Position annotation records:
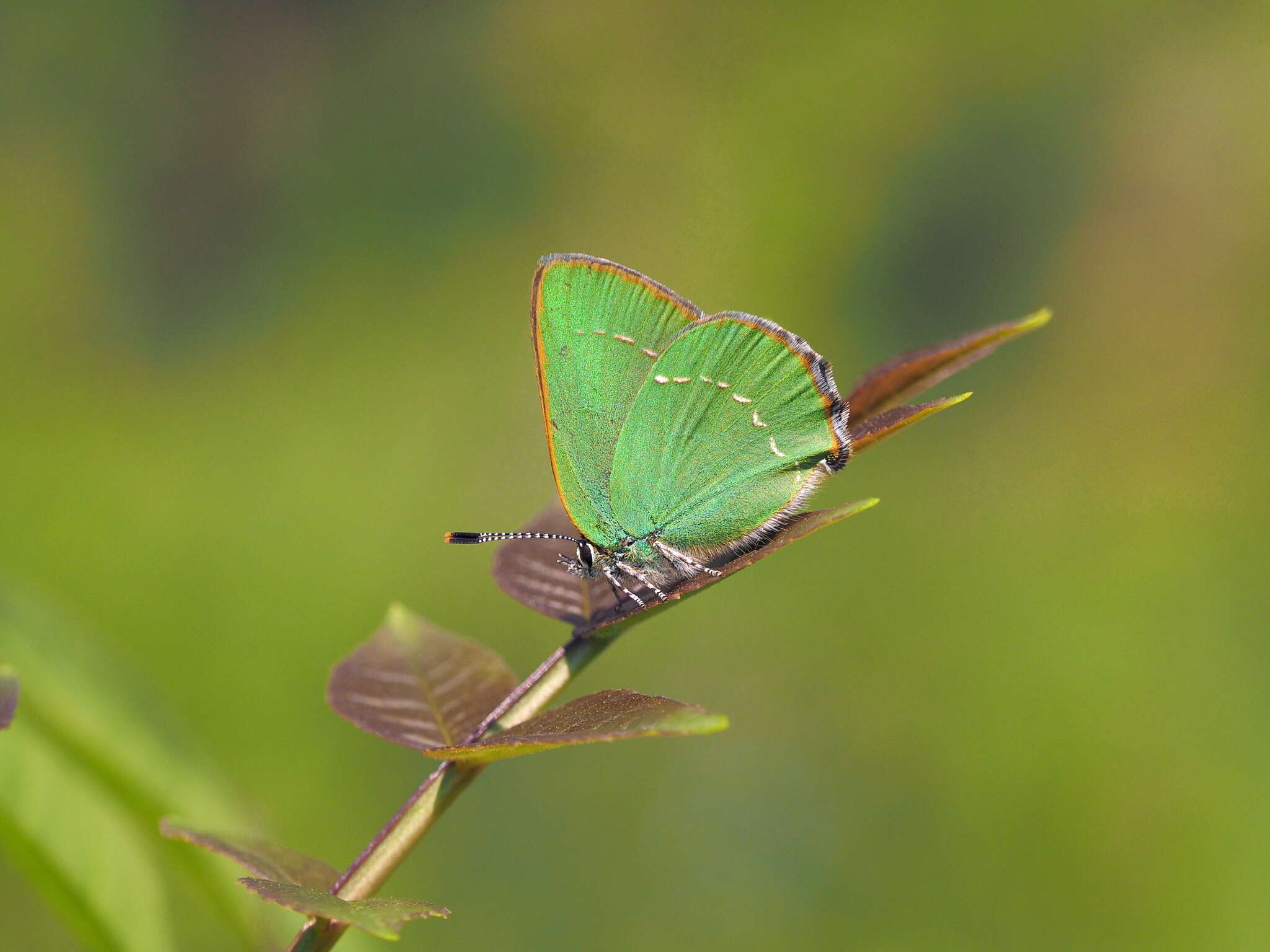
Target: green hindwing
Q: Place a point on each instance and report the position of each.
(734, 427)
(598, 330)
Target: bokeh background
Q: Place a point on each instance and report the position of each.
(263, 296)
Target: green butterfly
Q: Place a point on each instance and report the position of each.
(677, 438)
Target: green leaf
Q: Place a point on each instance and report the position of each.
(89, 754)
(418, 685)
(877, 428)
(8, 695)
(527, 570)
(607, 715)
(894, 381)
(259, 856)
(79, 847)
(379, 917)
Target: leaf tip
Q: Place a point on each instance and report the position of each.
(1034, 322)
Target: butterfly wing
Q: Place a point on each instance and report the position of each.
(737, 423)
(598, 330)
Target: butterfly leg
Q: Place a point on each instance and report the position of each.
(611, 574)
(643, 580)
(685, 559)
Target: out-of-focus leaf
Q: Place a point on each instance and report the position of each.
(9, 691)
(379, 917)
(79, 847)
(877, 428)
(259, 856)
(607, 715)
(84, 781)
(418, 685)
(527, 570)
(894, 381)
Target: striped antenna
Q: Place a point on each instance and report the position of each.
(473, 539)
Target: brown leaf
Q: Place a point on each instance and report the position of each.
(418, 685)
(9, 691)
(527, 570)
(606, 715)
(379, 917)
(877, 428)
(894, 381)
(258, 856)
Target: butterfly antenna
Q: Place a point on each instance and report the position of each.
(473, 539)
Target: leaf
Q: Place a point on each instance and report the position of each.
(894, 381)
(79, 847)
(9, 691)
(259, 856)
(418, 685)
(379, 917)
(877, 428)
(527, 570)
(607, 715)
(104, 776)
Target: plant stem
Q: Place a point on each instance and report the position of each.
(393, 843)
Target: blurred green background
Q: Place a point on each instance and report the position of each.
(263, 286)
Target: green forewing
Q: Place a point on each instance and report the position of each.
(724, 433)
(598, 329)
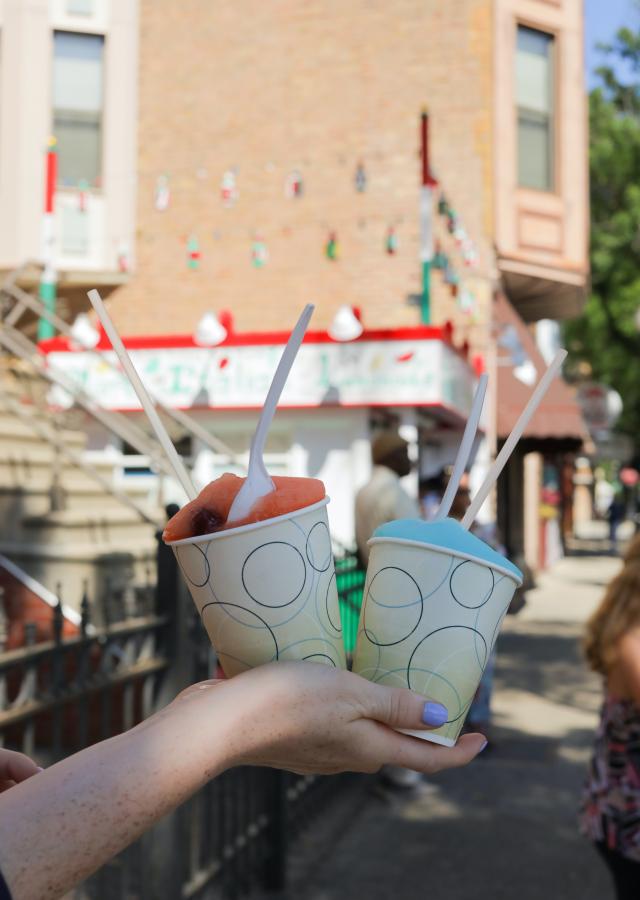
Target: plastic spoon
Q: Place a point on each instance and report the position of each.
(258, 482)
(464, 451)
(518, 430)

[GIVEN EXERCISE]: Express the lines from the one containing "Target: green forewing" through the end of the records, both ends included, as a Markdown table with the columns Row and Line, skipping blank lines. Omit the pictures.

[PROBLEM SOLUTION]:
| Row | Line |
|---|---|
| 1 | Target: green forewing |
| 2 | Q: Place a point on each instance and report the position of each. |
| 3 | (724, 433) |
| 4 | (598, 329) |
| 5 | Target: plastic spoon |
| 6 | Q: Place a point on each instance and report the position of each. |
| 7 | (258, 482) |
| 8 | (464, 451) |
| 9 | (518, 430) |